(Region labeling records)
## START

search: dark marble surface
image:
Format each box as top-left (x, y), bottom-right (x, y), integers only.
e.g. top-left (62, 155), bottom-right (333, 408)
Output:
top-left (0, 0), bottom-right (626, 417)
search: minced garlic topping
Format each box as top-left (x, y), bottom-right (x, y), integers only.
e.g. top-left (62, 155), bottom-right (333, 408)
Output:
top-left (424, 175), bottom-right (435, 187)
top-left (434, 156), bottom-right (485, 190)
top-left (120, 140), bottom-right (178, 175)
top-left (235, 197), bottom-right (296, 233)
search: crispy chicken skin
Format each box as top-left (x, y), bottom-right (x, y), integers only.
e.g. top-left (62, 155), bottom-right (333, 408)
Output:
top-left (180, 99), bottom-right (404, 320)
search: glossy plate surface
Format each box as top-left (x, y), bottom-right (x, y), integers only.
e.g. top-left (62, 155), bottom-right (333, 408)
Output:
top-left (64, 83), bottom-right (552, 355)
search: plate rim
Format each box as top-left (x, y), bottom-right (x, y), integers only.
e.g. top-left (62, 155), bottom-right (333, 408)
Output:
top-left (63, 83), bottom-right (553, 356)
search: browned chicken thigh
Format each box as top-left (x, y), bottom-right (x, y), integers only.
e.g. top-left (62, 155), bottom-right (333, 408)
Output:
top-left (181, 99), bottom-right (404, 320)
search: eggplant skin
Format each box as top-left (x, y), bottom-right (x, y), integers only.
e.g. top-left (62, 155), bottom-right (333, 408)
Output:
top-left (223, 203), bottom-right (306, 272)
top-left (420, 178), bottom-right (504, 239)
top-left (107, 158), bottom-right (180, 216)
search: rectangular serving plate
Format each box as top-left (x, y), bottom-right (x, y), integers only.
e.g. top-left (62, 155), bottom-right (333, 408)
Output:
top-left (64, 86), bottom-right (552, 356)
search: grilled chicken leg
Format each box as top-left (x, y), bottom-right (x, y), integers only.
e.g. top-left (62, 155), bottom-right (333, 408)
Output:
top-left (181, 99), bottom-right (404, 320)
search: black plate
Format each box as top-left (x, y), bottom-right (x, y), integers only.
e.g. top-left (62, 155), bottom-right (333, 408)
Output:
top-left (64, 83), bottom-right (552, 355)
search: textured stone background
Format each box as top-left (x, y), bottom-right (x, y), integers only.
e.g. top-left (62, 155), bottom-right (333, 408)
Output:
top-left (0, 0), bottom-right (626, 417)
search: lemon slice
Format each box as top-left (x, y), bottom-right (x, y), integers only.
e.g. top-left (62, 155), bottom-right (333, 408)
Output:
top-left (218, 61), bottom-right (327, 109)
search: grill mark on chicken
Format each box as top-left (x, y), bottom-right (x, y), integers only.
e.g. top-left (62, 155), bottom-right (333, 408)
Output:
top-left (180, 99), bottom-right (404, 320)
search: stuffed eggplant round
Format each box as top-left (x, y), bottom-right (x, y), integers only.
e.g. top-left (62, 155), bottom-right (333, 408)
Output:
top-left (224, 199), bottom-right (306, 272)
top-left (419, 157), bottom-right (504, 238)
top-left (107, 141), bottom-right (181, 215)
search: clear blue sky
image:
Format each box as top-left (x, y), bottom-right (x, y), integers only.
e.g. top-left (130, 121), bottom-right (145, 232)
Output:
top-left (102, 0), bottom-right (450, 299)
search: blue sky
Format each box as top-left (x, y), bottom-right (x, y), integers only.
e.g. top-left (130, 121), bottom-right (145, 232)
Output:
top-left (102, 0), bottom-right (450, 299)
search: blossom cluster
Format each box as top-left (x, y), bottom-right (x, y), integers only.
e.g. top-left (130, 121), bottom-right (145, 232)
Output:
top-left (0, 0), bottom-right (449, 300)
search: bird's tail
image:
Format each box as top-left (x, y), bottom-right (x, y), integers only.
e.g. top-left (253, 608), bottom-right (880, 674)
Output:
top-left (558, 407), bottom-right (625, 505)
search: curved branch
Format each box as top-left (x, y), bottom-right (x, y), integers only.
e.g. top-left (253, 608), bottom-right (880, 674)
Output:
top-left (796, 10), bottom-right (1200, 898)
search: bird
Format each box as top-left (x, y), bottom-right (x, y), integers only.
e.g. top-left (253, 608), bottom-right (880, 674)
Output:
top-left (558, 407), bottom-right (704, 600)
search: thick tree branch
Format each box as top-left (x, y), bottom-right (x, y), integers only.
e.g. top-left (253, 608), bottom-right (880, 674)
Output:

## END

SHORT EXERCISE — Could you convert the part of the records that opens with the line containing "search: minced garlic topping" and closes with the line containing "top-left (120, 140), bottom-right (178, 175)", both of those lines included, into a numbered list with any blank lines left out?

WRITTEN SOLUTION —
1. search: minced garlic topping
2. Format each box as top-left (x, y), bottom-right (x, y), integers only.
3. e.g. top-left (62, 155), bottom-right (333, 408)
4. Output:
5. top-left (424, 175), bottom-right (435, 187)
6. top-left (434, 156), bottom-right (485, 190)
7. top-left (120, 140), bottom-right (178, 175)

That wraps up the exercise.